Exercise description -> Every line from the first one in the data below through the line holding "[[[123,152],[110,104],[61,74],[7,161],[51,191]]]" is to be written out exactly, with the pictures omitted.

+===+

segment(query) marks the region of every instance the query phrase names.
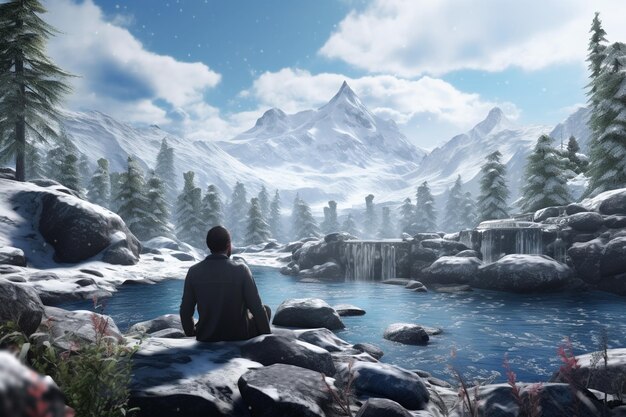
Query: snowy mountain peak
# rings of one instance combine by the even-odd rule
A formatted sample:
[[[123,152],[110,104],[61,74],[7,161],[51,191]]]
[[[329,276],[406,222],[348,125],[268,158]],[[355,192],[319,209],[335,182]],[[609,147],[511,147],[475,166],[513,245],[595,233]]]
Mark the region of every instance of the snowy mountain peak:
[[[489,110],[489,114],[487,114],[485,120],[474,126],[471,132],[478,134],[480,137],[484,137],[489,134],[512,129],[515,129],[515,124],[506,117],[500,107],[494,107]]]
[[[365,108],[365,106],[361,103],[361,100],[359,100],[356,93],[352,90],[352,88],[350,88],[346,81],[341,84],[341,88],[339,88],[337,94],[335,94],[335,96],[330,99],[327,104],[322,106],[320,110],[328,107],[335,107],[340,104],[348,104],[350,106],[360,107],[363,109]]]
[[[267,126],[279,123],[287,118],[287,114],[281,109],[271,108],[256,121],[256,126]]]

+===+

Reply ->
segment(query) marks the region of every instance the query phrase names.
Query: snowy mountain peak
# rings of one instance combine by the even-odd rule
A formatted sample:
[[[123,152],[110,104],[61,74],[7,161],[51,191]]]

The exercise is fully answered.